### What the task requires
Render the listing below as a Markdown table with columns "Row" and "Line," covering everything from the line that contains "Locate the smear" through the end of the listing, inclusive. Leave out blank lines and the pictures.

= = = =

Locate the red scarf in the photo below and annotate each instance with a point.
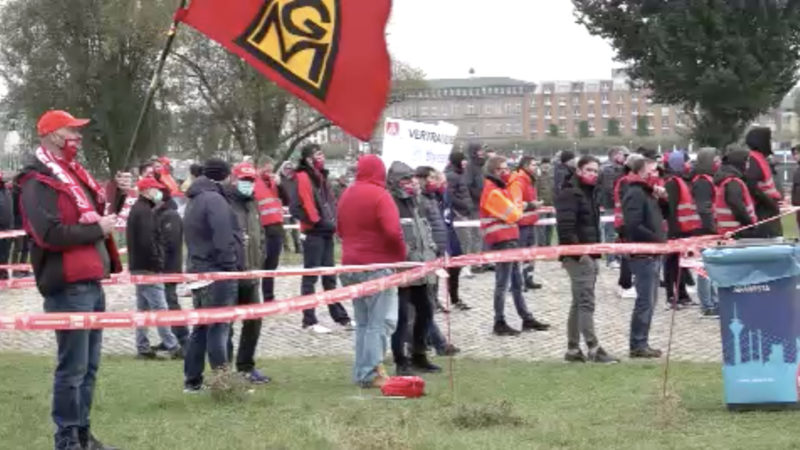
(66, 172)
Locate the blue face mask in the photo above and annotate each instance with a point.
(245, 187)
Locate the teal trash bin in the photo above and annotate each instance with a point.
(759, 323)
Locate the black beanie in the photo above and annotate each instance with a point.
(216, 169)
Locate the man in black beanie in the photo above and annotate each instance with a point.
(215, 244)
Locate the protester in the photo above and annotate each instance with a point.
(461, 205)
(578, 222)
(761, 183)
(682, 221)
(733, 204)
(545, 190)
(643, 222)
(313, 205)
(213, 242)
(420, 247)
(146, 257)
(270, 198)
(610, 173)
(62, 206)
(499, 217)
(170, 233)
(240, 195)
(522, 187)
(6, 223)
(370, 237)
(703, 193)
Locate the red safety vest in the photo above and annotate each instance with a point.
(768, 184)
(528, 195)
(496, 229)
(726, 222)
(270, 208)
(688, 219)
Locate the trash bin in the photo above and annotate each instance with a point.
(759, 323)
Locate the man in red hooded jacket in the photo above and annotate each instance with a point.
(369, 224)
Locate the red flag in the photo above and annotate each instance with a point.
(330, 53)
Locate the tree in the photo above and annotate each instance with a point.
(613, 127)
(583, 129)
(642, 124)
(726, 61)
(93, 58)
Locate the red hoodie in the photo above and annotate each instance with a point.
(367, 218)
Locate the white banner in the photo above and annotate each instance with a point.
(417, 144)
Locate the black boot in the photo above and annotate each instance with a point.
(421, 363)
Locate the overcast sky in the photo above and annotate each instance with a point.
(532, 40)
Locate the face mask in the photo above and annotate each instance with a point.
(245, 187)
(589, 179)
(70, 149)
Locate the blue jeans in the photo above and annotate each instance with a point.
(376, 320)
(503, 273)
(212, 338)
(707, 292)
(78, 361)
(645, 272)
(150, 297)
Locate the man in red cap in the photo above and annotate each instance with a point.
(146, 256)
(73, 250)
(240, 194)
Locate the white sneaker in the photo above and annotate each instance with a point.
(319, 329)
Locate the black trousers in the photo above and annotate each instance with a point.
(251, 329)
(180, 331)
(274, 244)
(416, 297)
(318, 252)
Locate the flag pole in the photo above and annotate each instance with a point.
(151, 90)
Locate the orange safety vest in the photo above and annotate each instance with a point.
(726, 221)
(522, 190)
(499, 214)
(688, 219)
(270, 208)
(768, 184)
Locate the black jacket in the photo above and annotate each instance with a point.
(170, 233)
(145, 254)
(213, 237)
(703, 194)
(40, 203)
(641, 214)
(577, 214)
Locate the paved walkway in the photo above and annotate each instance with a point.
(695, 339)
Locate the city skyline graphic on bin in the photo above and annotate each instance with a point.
(760, 355)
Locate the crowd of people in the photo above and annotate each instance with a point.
(233, 221)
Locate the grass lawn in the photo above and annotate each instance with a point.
(310, 405)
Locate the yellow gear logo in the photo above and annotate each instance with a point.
(298, 39)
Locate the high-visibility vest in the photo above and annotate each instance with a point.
(618, 221)
(767, 186)
(688, 219)
(499, 214)
(726, 221)
(270, 208)
(521, 185)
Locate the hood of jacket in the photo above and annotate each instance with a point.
(203, 184)
(760, 140)
(705, 161)
(398, 171)
(371, 170)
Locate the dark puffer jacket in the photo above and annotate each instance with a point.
(577, 214)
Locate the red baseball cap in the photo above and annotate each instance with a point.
(244, 171)
(55, 120)
(149, 183)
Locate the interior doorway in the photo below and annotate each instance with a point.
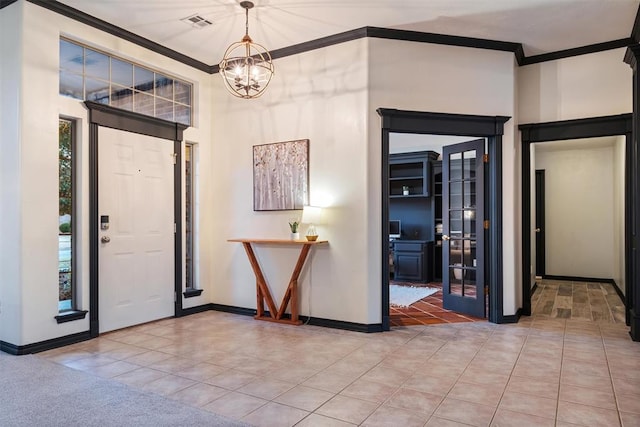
(533, 134)
(491, 128)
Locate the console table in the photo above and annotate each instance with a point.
(262, 290)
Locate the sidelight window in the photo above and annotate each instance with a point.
(66, 243)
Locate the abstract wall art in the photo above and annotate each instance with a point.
(281, 175)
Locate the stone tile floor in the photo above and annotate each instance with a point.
(541, 371)
(577, 300)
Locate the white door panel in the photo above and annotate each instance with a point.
(136, 266)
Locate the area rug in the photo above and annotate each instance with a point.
(404, 296)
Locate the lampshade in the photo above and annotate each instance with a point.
(246, 68)
(311, 215)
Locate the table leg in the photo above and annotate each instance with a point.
(292, 290)
(262, 290)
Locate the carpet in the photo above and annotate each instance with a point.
(404, 296)
(37, 392)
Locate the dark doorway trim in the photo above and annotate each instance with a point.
(103, 115)
(576, 129)
(540, 224)
(490, 127)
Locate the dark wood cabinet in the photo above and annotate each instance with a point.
(409, 174)
(437, 219)
(412, 260)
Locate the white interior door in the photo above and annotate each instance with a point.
(136, 255)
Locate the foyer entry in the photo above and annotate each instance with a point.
(136, 263)
(135, 211)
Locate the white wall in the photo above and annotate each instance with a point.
(10, 220)
(618, 213)
(319, 95)
(32, 149)
(579, 217)
(597, 84)
(451, 80)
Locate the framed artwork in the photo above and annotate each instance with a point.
(281, 175)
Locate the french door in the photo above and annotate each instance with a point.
(463, 228)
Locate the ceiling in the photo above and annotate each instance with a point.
(541, 26)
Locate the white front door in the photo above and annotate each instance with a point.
(136, 255)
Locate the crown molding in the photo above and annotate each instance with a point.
(373, 32)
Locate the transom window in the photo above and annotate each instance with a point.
(91, 75)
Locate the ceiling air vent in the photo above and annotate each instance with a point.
(197, 21)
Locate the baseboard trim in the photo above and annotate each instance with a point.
(577, 279)
(513, 318)
(315, 321)
(19, 350)
(195, 310)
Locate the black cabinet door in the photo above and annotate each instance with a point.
(463, 228)
(409, 266)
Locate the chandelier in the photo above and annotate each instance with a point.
(246, 68)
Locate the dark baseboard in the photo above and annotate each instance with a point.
(577, 279)
(190, 293)
(315, 321)
(512, 318)
(19, 350)
(339, 324)
(195, 310)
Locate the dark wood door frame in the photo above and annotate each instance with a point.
(103, 115)
(490, 127)
(540, 225)
(577, 129)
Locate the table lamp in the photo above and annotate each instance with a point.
(311, 215)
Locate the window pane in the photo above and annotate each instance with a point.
(65, 212)
(122, 97)
(164, 86)
(71, 56)
(121, 72)
(96, 64)
(71, 85)
(164, 109)
(182, 92)
(183, 114)
(143, 103)
(188, 181)
(97, 91)
(143, 79)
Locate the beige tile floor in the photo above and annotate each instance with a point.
(539, 372)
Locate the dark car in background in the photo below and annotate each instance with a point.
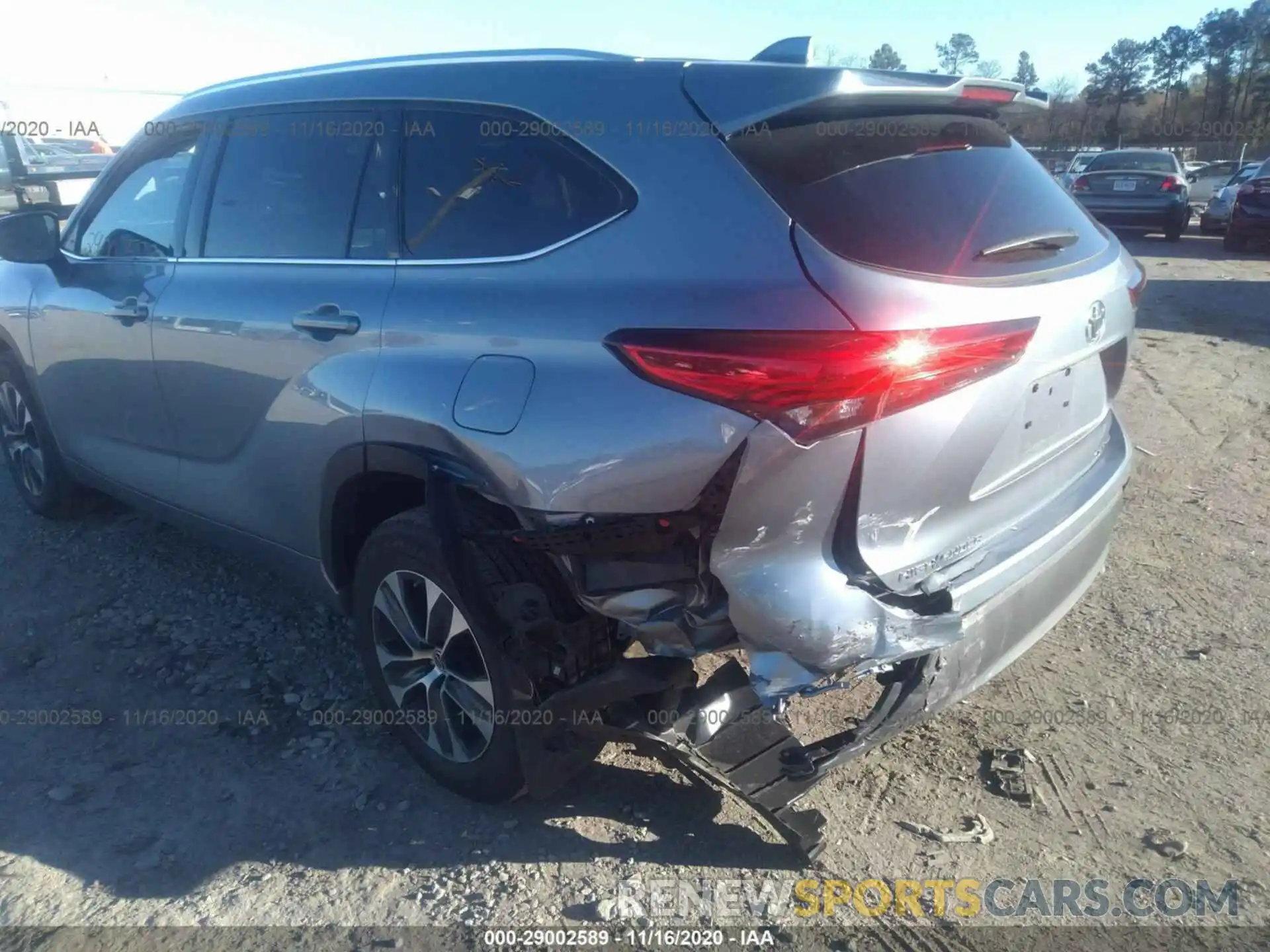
(1217, 214)
(1136, 188)
(1250, 216)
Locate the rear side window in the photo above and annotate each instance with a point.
(1136, 161)
(287, 187)
(921, 193)
(479, 182)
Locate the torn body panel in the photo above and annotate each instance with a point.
(788, 600)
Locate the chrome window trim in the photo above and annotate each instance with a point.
(81, 259)
(375, 262)
(507, 259)
(413, 262)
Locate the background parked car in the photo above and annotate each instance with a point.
(1209, 179)
(34, 175)
(1217, 212)
(1136, 188)
(1250, 216)
(1080, 161)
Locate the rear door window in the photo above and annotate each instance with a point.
(480, 182)
(921, 193)
(287, 187)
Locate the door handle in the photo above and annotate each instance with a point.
(329, 319)
(128, 310)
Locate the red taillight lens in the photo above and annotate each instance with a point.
(814, 383)
(988, 95)
(1138, 285)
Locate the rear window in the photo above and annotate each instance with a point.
(921, 193)
(1133, 161)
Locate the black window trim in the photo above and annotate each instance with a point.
(130, 159)
(220, 120)
(588, 155)
(393, 112)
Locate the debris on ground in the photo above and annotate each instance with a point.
(977, 830)
(1007, 774)
(1164, 843)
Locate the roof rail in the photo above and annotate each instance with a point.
(412, 60)
(795, 51)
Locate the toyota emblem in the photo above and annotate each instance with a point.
(1096, 321)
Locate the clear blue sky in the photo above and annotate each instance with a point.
(179, 45)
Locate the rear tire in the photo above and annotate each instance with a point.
(31, 454)
(402, 587)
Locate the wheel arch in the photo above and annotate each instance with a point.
(368, 484)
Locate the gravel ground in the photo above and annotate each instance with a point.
(1146, 710)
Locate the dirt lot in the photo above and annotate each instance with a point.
(1146, 709)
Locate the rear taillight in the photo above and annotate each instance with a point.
(988, 95)
(1138, 285)
(816, 383)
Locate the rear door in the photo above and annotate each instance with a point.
(91, 328)
(920, 218)
(266, 340)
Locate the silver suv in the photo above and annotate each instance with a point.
(558, 370)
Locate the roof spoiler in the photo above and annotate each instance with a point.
(795, 51)
(736, 95)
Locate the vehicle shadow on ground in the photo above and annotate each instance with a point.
(131, 616)
(1234, 309)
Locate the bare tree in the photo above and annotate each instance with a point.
(958, 54)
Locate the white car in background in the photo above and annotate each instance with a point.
(1080, 161)
(1217, 214)
(1209, 179)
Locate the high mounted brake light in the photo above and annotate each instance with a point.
(988, 95)
(814, 383)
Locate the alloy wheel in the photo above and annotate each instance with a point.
(21, 441)
(432, 666)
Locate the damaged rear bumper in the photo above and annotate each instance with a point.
(802, 619)
(723, 731)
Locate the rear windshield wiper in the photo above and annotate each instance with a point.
(1049, 241)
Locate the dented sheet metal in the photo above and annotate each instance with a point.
(786, 597)
(672, 622)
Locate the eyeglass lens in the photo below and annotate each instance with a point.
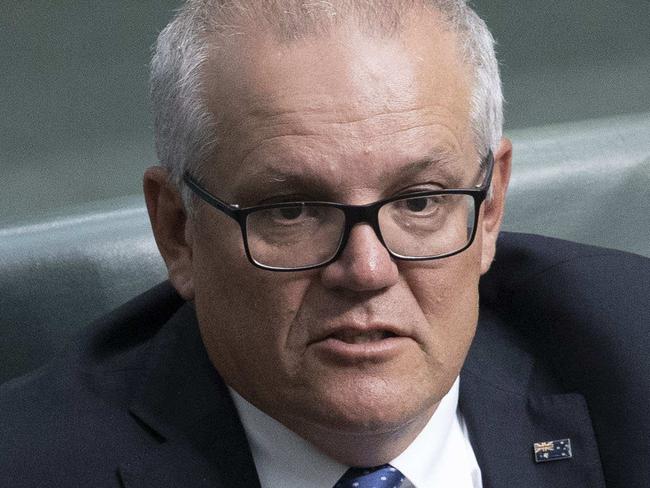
(308, 235)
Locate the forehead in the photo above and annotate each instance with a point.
(342, 105)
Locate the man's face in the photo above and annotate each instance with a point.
(348, 119)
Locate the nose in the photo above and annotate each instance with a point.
(364, 264)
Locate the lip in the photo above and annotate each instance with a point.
(333, 348)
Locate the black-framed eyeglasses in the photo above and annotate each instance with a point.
(296, 236)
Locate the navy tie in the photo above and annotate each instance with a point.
(378, 477)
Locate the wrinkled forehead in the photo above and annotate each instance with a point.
(339, 94)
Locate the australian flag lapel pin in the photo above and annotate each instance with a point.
(552, 450)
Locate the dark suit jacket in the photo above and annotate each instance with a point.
(562, 351)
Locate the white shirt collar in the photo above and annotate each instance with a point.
(440, 455)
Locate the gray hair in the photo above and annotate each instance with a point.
(185, 130)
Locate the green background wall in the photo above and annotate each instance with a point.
(75, 123)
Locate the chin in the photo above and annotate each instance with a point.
(372, 406)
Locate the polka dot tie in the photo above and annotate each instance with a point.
(379, 477)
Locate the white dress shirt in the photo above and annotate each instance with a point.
(440, 456)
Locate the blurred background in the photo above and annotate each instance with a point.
(75, 119)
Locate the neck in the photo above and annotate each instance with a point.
(363, 448)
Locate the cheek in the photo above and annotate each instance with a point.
(244, 312)
(447, 293)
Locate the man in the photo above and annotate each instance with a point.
(332, 186)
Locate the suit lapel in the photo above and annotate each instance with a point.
(196, 438)
(508, 407)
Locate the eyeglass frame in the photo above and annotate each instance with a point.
(354, 214)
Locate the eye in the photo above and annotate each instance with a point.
(417, 204)
(290, 213)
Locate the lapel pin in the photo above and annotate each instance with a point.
(552, 450)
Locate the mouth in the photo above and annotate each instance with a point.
(351, 336)
(351, 345)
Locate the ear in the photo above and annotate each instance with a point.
(171, 228)
(493, 208)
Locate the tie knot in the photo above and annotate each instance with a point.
(384, 476)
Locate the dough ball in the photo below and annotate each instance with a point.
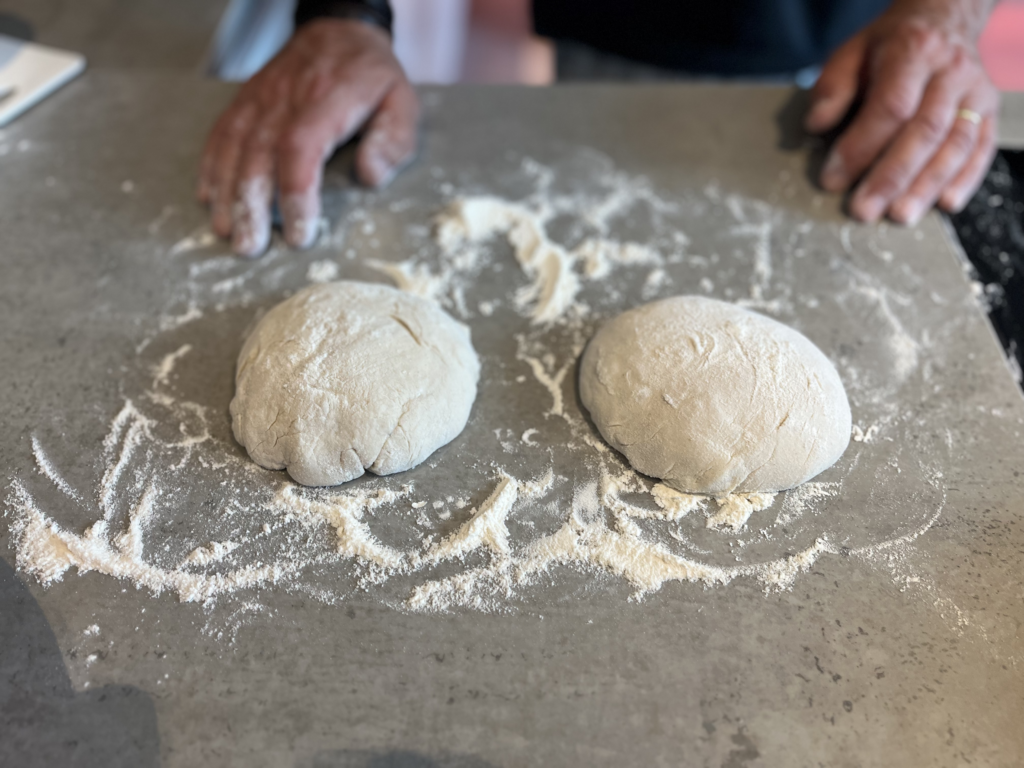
(345, 377)
(713, 398)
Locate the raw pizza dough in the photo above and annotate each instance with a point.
(714, 398)
(348, 377)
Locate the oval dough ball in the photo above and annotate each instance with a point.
(345, 377)
(713, 398)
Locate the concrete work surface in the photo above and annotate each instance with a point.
(164, 602)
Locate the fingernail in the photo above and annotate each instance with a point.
(909, 212)
(380, 170)
(818, 109)
(956, 202)
(868, 208)
(834, 177)
(251, 220)
(301, 214)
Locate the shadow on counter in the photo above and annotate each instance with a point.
(43, 722)
(398, 759)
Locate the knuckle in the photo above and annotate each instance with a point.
(920, 37)
(293, 140)
(888, 182)
(962, 138)
(931, 128)
(896, 103)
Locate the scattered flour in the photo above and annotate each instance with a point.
(323, 271)
(605, 519)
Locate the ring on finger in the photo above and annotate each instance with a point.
(970, 115)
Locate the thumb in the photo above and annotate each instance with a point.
(838, 86)
(389, 139)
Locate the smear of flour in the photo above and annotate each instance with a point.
(734, 510)
(554, 271)
(263, 530)
(324, 270)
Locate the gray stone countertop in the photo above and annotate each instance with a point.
(899, 644)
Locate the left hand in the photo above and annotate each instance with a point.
(926, 130)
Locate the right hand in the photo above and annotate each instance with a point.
(333, 77)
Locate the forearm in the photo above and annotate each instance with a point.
(968, 17)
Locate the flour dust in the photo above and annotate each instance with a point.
(528, 504)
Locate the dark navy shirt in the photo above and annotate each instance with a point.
(713, 37)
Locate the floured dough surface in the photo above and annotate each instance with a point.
(714, 398)
(347, 377)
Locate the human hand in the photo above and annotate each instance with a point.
(926, 130)
(332, 78)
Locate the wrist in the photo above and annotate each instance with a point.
(375, 12)
(966, 18)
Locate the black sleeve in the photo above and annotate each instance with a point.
(373, 11)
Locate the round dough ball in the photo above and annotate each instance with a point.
(345, 377)
(714, 398)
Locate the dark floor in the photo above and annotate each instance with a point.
(992, 236)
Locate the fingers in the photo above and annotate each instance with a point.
(951, 157)
(968, 141)
(302, 151)
(837, 87)
(389, 141)
(230, 133)
(254, 190)
(898, 81)
(915, 143)
(971, 175)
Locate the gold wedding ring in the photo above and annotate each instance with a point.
(970, 116)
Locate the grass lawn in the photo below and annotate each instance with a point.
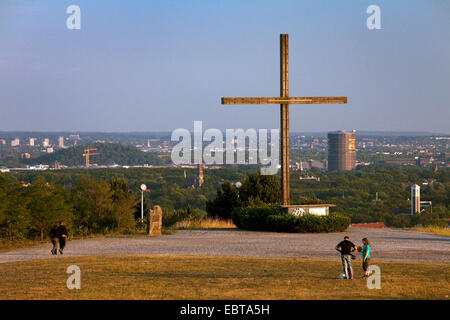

= = = =

### Completed task
| Row | Line |
|---|---|
| 1 | Locate the smear of flour in the photo above and annotate each instance with a point. |
| 2 | (734, 510) |
| 3 | (554, 271) |
| 4 | (263, 530) |
| 5 | (324, 270) |
| 6 | Locate the gray stone countertop in the photo above and annotate each instance with a point. |
| 7 | (899, 644) |
| 8 | Locate the left hand in the photo above and annotate each instance with a point. |
| 9 | (926, 130) |
| 10 | Locate the right hand in the photo above and annotate each instance with a point. |
| 11 | (333, 77) |
| 12 | Locate the forearm in the photo above and annotate each instance with a point. |
| 13 | (968, 17) |
| 14 | Locate the flour dust in the photo above and annotate each instance with a point. |
| 15 | (528, 504) |
| 16 | Locate the dark navy shirt in the photo above and annotate each instance with a point. |
| 17 | (713, 37) |
| 18 | Locate the floured dough surface in the photo above and annotate each instance with a point. |
| 19 | (714, 398) |
| 20 | (347, 377) |
| 21 | Locate the human hand in the photo above and annotate each instance with a point. |
| 22 | (926, 130) |
| 23 | (332, 78) |
| 24 | Locate the wrist in the photo above and annotate each instance with a point. |
| 25 | (375, 12) |
| 26 | (966, 18) |
| 27 | Locate the black sleeve in the photo above and annotate each instance with a point. |
| 28 | (373, 11) |
| 29 | Locate the round dough ball in the photo above and annotate each instance with a point. |
| 30 | (345, 377) |
| 31 | (714, 398) |
| 32 | Locate the dark floor in the photo above and annotate each instance with a point. |
| 33 | (992, 236) |
| 34 | Locate the fingers in the photo above and annotate each instance with a point. |
| 35 | (951, 157) |
| 36 | (968, 141) |
| 37 | (302, 151) |
| 38 | (837, 87) |
| 39 | (389, 141) |
| 40 | (230, 133) |
| 41 | (254, 190) |
| 42 | (898, 81) |
| 43 | (915, 143) |
| 44 | (971, 175) |
| 45 | Locate the gold wedding ring in the photo above and annotate each instance with a point. |
| 46 | (970, 116) |
| 47 | Locate the grass lawn in the photo below and annotate each instance with a point. |